Tasks to carry out
a. Answer these questions about the Spark notebook excerpt below, one line each:
(i) What app name is passed to setAppName?
(ii) Which character does loadMovieNames split each line on?
(iii) What encoding is used to open the file in loadMovieNames?
b. Give the name of every function defined with def in the Spark notebook excerpt below.

Passage shown
Create the Spark Context

In [None]:
# configure your Spark context; master node is local machine
conf = SparkConf().setMaster("local[*]").setAppName("MovieSimilarities")

# create a spark context object
sc = SparkContext(conf = conf)

### Define Functions

In [None]:
def loadMovieNames():
    movieNames = {} # create a dict
    file_to_open = data_folder + "u.ITEM" #file path
    with open(file_to_open, encoding = 'ascii', errors = 'ignore') as f: # open file
        for line in f:
            fields = line.split('|') # break the lines
            movieNames[int(fields[0])] = fields[1] # create key-value
    return movieNames

In [None]:
def filterDuplicates(userRatings):
    ratings = userRatings[1] # the value ((movieID, rating), (movieID, rating))
    (movie1, rating1) = ratings[0] 
    (movie2, rating2) = ratings[1]
    return movie1 < movie2 # return only those entries where movieID 2 is greater than movieID 1

In [None]:
#Python 3 doesn't let you pass arond unpacked tuples,
# so we explicitly extract the ratings now.
def makePairs(userRatings):
    ratings = userRatings[1] # the value ((movieID, rating), (movieID, rating))

Supplied material
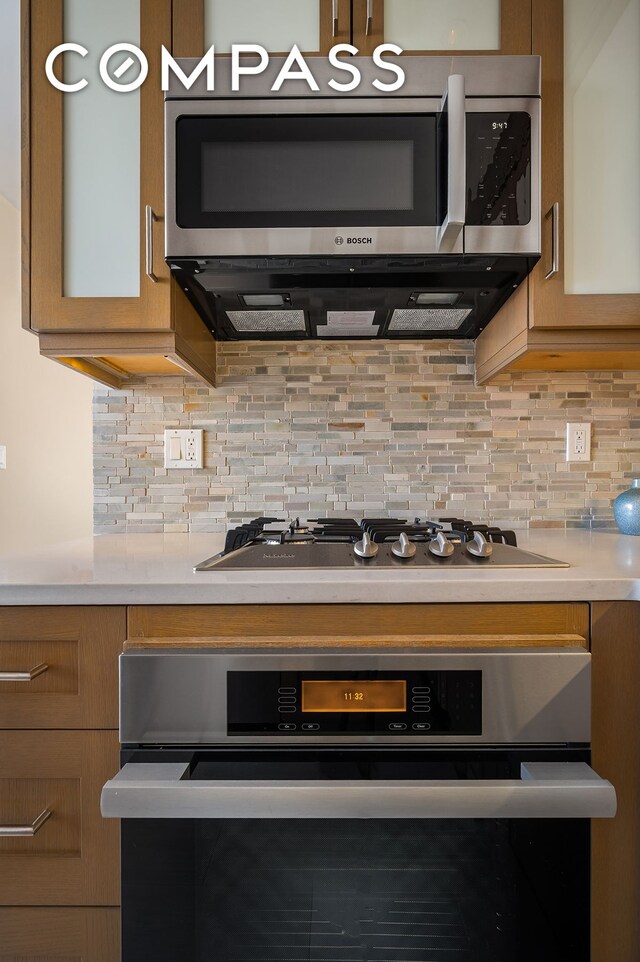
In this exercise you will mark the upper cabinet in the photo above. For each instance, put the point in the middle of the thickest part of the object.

Answers to the tasks
a.
(i) MovieSimilarities
(ii) |
(iii) ascii

b. loadMovieNames, filterDuplicates, makePairs